> Record extracts:
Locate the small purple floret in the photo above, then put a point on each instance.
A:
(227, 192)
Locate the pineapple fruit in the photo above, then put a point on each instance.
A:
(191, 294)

> Exercise instructions: In the entries, find every line holding "each" and copy it.

> Your solution:
Locate the small purple floret in the photo above, then put a point on each instance.
Locate the pineapple fruit in the photo above, then put a point on each instance.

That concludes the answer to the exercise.